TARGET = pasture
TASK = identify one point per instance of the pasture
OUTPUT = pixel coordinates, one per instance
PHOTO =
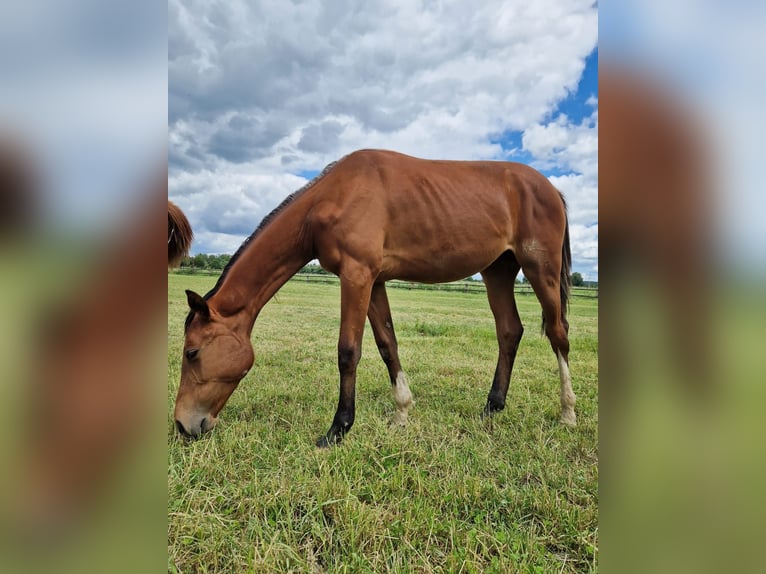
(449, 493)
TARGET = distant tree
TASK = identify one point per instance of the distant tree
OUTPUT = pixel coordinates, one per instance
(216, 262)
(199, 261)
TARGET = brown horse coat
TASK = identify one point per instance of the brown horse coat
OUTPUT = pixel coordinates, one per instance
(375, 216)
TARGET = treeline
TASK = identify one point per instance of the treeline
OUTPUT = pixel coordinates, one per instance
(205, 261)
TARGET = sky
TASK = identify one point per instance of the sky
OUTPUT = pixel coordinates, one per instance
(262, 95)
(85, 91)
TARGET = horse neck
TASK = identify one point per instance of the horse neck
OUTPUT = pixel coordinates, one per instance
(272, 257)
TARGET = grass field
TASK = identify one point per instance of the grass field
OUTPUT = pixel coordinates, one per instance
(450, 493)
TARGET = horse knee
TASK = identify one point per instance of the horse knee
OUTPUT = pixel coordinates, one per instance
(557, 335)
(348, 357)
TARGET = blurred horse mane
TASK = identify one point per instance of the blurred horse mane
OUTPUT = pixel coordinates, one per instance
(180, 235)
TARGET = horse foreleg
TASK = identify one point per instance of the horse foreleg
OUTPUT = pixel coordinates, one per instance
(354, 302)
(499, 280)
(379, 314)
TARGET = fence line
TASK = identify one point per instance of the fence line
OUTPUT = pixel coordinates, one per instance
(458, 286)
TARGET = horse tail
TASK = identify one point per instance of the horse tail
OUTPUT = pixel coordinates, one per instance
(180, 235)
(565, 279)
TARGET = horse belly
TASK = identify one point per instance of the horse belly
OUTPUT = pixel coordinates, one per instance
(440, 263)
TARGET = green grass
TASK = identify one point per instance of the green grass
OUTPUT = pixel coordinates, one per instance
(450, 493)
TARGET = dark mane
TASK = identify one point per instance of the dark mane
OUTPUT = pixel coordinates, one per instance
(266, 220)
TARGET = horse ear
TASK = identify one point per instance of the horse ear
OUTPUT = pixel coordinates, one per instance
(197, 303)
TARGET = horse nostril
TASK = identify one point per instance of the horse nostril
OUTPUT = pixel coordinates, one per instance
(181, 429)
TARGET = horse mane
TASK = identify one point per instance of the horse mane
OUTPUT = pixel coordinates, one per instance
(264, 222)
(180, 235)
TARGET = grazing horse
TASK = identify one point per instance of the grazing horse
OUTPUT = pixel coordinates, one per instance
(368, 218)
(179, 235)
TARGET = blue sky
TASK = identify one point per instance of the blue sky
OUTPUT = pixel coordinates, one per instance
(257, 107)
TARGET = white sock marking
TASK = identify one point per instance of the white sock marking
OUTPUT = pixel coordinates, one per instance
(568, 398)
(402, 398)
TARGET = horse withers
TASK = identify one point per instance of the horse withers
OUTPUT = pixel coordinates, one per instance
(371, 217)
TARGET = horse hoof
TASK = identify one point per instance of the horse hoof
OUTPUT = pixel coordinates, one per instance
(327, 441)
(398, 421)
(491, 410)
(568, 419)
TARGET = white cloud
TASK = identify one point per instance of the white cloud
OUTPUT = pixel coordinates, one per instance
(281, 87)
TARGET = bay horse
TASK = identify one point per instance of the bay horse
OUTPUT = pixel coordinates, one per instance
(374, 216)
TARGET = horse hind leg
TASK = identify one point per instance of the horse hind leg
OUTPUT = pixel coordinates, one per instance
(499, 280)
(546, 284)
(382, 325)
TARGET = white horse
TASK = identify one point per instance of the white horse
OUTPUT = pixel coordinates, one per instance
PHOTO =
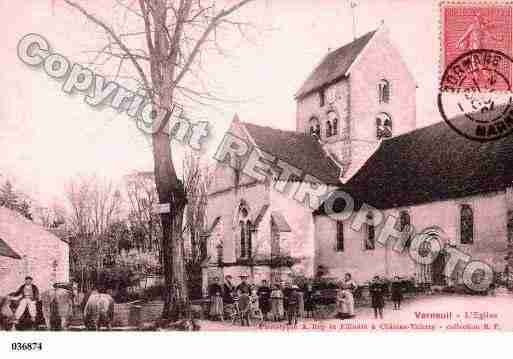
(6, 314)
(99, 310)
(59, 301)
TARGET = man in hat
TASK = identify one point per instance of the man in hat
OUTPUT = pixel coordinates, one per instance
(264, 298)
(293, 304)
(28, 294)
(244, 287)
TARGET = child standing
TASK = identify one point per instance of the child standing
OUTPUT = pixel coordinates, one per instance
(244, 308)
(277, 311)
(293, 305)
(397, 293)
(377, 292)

--------

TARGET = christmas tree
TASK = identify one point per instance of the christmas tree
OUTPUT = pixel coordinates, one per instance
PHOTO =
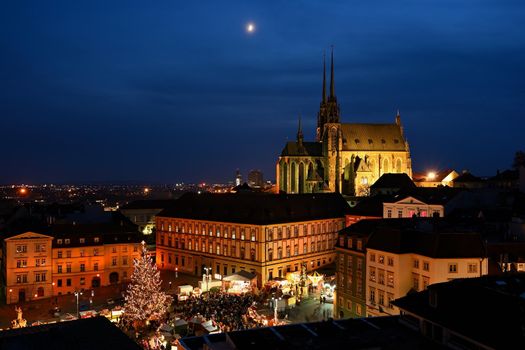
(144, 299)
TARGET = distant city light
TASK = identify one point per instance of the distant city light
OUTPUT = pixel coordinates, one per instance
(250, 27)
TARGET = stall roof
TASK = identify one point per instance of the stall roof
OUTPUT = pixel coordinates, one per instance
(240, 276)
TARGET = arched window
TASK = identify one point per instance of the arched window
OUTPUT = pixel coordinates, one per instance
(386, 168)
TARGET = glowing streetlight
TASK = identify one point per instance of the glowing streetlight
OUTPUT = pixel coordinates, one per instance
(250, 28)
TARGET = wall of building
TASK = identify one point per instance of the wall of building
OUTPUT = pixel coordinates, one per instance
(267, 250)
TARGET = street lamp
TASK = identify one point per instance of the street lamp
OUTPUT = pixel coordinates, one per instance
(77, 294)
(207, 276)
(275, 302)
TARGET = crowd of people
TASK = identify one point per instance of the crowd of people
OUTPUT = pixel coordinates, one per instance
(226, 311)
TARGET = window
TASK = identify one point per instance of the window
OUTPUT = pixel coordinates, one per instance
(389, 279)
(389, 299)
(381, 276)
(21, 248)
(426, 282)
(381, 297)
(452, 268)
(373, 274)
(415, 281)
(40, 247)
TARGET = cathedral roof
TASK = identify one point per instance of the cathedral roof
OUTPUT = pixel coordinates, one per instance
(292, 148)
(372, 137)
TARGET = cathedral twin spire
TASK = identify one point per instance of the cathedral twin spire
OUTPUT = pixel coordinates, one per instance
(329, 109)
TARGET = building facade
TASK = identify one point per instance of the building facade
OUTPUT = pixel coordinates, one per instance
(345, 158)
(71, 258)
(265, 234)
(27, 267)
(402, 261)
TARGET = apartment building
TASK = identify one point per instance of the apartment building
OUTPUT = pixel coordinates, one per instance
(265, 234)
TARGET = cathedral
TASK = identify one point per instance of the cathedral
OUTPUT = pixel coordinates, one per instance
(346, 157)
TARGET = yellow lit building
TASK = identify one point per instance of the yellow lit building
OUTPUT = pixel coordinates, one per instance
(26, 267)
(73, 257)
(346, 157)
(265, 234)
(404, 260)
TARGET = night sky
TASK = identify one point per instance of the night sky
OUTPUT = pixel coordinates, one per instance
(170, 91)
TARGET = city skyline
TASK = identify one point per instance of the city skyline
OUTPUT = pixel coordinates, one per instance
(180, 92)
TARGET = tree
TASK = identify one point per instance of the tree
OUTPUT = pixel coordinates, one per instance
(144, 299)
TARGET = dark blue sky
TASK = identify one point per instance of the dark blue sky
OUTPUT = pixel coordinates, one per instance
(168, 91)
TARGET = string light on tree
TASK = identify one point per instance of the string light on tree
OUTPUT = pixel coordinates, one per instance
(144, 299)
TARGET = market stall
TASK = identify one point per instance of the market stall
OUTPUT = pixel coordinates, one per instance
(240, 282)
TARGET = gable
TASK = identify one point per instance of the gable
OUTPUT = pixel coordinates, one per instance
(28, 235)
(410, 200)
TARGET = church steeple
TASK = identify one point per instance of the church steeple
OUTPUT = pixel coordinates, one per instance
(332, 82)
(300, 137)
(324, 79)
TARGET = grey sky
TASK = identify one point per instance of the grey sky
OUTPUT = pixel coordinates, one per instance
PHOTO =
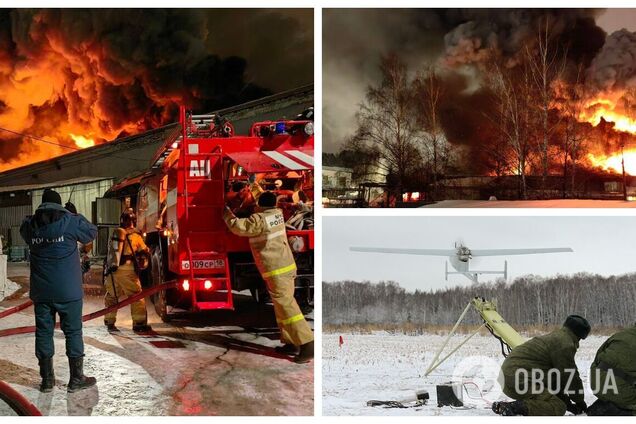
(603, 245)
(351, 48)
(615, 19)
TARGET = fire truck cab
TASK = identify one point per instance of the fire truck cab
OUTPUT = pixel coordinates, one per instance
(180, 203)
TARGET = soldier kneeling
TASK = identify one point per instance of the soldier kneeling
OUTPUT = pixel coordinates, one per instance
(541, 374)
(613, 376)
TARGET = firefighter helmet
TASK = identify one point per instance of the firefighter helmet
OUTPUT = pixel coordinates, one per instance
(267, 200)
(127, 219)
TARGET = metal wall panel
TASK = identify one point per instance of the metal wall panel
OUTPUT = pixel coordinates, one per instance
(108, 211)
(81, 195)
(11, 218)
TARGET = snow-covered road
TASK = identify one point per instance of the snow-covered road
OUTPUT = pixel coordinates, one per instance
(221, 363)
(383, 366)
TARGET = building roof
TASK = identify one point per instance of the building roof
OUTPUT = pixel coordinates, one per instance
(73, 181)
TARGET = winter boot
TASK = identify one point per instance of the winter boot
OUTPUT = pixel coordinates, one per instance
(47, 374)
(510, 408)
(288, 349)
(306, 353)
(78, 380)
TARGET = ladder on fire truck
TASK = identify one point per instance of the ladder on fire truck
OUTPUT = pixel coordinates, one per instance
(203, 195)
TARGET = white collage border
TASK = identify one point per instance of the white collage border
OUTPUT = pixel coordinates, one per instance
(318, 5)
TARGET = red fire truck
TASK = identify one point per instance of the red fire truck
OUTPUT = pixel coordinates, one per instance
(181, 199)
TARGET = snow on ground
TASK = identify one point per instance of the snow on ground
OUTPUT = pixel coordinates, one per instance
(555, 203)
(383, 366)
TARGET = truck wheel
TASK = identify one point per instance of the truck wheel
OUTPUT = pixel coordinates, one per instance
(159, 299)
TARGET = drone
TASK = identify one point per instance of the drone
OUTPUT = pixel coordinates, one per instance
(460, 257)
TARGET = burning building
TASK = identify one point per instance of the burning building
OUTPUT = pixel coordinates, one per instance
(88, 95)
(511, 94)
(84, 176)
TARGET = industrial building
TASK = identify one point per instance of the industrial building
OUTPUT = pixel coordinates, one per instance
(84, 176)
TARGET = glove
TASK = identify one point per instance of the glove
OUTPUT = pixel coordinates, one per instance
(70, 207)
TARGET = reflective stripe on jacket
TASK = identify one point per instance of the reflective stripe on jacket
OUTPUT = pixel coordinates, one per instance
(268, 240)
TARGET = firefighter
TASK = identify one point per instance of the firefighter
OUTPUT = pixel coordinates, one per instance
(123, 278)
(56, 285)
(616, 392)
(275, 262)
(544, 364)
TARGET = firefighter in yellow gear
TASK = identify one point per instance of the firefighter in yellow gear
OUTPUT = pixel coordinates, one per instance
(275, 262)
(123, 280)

--------

▶ [PROBLEM DETAILS]
Only the lines of the listing above from the one with "TARGET = pasture" through the one with "TASK = identify one point per instance of the horse neck" should be output, exactly, with both ends kept and pictures left out.

▶ [ANSWER SECTION]
TARGET = pasture
TASK = identify one point per instance of the pasture
OUTPUT = pixel coordinates, one per instance
PHOTO =
(449, 493)
TARGET = distant tree
TASK = identify one point per instance of the distant tree
OUTPUT = pixel coordinates, one per instance
(216, 262)
(199, 261)
TARGET = brown horse coat
TASK = identify one point per instance of the brown horse coat
OUTPUT = pixel coordinates, one per instance
(375, 216)
TARGET = treeline
TASK = identify one point per instance of the treeline
OUTPUT = pixel coordinates, one per instance
(205, 261)
TARGET = sky
TASK = identify one point per instance of the sky
OUTPUT = pixel coordinates, one per instance
(262, 95)
(85, 91)
TARGET = horse neck
TASK = identify one point per instance of the horse neck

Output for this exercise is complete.